- Exercise goal -
How many of the lines below contain the word "snow"? Count them and reply with the number only.
___ Source data
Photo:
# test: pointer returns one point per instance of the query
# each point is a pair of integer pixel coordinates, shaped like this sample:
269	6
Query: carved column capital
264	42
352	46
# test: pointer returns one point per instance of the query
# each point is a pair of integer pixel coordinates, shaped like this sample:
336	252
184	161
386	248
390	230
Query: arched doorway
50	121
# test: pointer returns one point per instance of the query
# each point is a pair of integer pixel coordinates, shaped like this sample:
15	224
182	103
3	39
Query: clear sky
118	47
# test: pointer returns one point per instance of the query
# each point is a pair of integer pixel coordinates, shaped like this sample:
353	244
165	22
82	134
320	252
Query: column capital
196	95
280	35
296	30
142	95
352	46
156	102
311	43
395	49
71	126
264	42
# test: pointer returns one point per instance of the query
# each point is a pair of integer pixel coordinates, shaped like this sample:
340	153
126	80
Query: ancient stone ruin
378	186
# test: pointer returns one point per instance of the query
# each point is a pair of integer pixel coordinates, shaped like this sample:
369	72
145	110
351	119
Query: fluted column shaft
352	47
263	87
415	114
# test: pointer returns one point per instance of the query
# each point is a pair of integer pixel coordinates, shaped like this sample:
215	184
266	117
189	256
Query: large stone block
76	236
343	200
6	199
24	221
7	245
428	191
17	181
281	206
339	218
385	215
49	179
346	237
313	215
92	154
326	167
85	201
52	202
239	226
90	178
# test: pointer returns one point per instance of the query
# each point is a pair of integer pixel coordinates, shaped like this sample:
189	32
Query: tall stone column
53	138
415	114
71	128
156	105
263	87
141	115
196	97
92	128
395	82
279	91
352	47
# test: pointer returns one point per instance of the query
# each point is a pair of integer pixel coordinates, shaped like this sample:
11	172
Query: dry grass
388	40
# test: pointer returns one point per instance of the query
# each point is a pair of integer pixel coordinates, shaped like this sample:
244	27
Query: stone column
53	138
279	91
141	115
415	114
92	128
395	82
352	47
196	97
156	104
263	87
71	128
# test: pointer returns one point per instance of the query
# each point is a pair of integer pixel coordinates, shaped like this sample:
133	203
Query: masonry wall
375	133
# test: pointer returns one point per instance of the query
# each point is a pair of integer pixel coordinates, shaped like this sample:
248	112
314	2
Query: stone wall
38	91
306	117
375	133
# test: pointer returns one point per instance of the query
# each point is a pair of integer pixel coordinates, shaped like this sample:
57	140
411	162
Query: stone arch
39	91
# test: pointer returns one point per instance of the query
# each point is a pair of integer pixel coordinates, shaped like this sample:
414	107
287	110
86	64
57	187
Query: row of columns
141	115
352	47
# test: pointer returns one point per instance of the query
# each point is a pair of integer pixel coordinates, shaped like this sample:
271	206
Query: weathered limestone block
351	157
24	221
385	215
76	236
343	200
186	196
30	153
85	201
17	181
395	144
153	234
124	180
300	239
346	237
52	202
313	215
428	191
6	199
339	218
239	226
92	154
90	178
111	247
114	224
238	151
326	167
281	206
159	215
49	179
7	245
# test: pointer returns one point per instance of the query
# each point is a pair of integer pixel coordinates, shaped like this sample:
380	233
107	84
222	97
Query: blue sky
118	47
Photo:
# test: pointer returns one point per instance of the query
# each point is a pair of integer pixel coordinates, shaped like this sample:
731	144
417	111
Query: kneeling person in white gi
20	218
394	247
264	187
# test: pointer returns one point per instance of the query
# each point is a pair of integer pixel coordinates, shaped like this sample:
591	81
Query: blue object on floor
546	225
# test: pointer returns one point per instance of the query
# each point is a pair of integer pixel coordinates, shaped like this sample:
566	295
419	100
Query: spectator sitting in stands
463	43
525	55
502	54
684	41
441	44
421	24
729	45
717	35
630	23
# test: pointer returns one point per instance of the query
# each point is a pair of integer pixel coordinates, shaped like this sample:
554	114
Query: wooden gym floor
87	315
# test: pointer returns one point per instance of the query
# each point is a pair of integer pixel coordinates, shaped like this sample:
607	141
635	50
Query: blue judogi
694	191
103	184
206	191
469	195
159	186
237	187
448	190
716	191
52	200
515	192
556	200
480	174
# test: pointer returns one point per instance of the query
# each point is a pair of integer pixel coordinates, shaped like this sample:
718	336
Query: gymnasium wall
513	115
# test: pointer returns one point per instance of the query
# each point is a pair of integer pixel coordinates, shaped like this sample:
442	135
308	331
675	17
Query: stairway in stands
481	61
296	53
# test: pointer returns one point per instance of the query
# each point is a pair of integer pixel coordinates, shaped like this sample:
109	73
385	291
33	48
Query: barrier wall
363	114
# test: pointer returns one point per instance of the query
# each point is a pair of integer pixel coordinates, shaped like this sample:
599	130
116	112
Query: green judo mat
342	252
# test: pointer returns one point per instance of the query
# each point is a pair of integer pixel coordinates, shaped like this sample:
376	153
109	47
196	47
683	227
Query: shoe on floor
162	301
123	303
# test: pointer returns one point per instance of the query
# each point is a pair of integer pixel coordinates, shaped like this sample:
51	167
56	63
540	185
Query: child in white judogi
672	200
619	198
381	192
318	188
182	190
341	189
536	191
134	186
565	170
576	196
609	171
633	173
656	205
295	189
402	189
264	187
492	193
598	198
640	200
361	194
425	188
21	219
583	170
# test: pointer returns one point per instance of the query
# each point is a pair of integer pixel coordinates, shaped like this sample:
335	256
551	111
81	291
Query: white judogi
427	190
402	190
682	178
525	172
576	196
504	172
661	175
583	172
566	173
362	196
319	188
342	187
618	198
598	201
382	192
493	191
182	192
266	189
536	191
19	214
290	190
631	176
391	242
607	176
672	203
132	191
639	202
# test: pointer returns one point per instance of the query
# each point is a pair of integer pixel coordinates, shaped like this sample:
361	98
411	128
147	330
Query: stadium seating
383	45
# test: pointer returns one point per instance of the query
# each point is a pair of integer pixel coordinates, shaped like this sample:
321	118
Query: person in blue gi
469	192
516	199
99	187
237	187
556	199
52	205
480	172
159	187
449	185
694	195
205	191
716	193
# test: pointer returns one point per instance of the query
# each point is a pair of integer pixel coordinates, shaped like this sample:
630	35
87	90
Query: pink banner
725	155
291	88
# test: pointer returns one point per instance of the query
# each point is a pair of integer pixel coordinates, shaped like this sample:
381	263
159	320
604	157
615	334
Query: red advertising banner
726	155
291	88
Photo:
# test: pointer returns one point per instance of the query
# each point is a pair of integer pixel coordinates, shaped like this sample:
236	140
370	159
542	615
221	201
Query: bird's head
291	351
______
___ Source data
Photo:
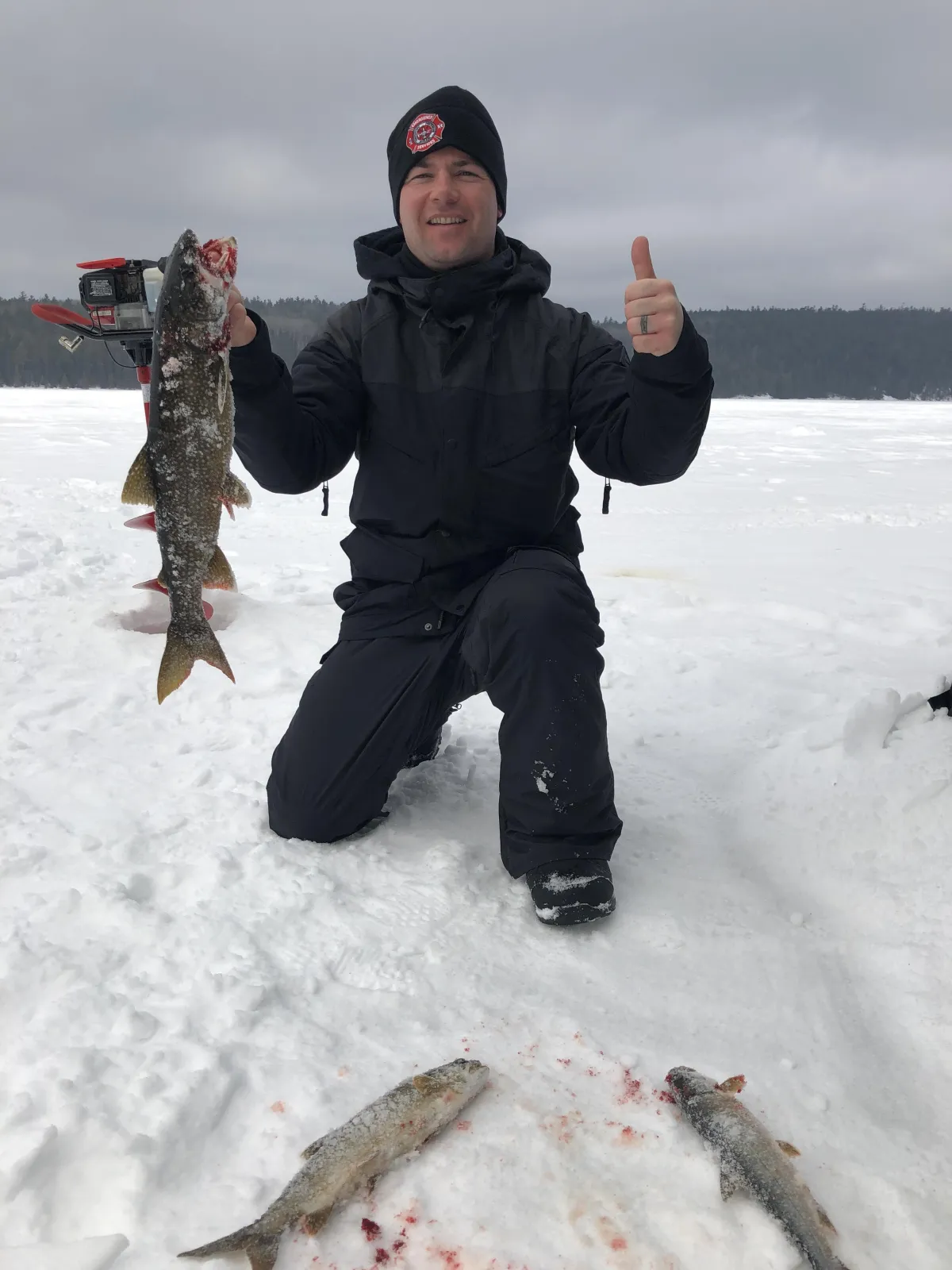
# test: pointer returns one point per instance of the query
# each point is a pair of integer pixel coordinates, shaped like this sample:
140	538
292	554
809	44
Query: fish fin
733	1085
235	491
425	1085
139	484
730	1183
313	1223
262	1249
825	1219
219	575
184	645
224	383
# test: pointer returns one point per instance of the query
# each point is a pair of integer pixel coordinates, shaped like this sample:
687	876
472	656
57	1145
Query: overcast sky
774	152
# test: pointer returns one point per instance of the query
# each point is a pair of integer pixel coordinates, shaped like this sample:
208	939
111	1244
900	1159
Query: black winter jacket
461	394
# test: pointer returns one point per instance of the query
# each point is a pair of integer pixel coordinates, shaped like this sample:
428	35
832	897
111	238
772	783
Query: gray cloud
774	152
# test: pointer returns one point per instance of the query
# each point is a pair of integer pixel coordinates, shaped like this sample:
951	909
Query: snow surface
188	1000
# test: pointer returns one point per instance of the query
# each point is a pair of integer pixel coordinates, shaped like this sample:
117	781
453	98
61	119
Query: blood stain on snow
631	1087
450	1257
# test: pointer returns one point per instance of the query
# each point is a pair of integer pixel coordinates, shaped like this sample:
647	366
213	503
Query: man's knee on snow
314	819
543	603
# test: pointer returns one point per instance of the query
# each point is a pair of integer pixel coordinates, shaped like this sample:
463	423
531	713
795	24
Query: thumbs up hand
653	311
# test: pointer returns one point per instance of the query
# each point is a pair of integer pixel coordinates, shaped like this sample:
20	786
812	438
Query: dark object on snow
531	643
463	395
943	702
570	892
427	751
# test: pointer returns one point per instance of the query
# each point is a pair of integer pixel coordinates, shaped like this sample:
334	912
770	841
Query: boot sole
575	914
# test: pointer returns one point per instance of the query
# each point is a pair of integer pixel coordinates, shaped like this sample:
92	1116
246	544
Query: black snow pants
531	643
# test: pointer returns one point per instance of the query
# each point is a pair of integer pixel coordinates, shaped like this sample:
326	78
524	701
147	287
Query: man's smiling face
______
- The output -
5